→ What to work on
The answer should consist of all the records, copied exactly.

BEGIN Input data

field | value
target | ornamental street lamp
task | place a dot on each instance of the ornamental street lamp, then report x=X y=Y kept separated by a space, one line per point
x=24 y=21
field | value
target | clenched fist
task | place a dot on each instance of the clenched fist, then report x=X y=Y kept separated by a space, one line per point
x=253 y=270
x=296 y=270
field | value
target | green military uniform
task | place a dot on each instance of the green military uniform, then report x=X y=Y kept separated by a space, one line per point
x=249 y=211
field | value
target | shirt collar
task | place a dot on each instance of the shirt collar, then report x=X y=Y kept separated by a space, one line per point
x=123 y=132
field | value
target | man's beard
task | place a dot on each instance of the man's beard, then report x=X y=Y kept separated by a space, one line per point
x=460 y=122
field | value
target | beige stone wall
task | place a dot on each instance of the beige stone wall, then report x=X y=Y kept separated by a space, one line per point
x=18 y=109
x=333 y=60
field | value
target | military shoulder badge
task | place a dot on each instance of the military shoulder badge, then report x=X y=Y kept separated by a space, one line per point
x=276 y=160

END Input data

→ Solution to this exercise
field | value
target | ornamental street lamp
task | place a dot on each instance of the ornamental street lamp, then report x=X y=Y kept separated by a space, one line per point
x=24 y=21
field | value
target | clenched fist
task | place a dot on each instance of the clenched fist, then report x=X y=Y kept separated by a space, one line per point
x=253 y=270
x=296 y=270
field | value
target | green military uniform
task | place a dot on each instance of the green military uniform, then report x=X y=Y kept separated by a space, one line per point
x=249 y=211
field | value
target | shirt collar
task | place a dot on each instance of the shirt collar, then report x=X y=Y kept separated by a space, one line per point
x=123 y=132
field | value
target | man's beard
task | place a dot on each instance of the man's beard, then report x=X y=Y kept separated by a space, one line per point
x=460 y=122
field | value
target | beige stone wall
task | place a dot on each instance of the beige stone wall, then report x=X y=Y kept separated by a space, one line per point
x=18 y=109
x=333 y=60
field | value
target | military shoulder badge
task | place a dot on each instance of the military shoulder badge, then report x=X y=Y kept separated by a space, one line per point
x=276 y=160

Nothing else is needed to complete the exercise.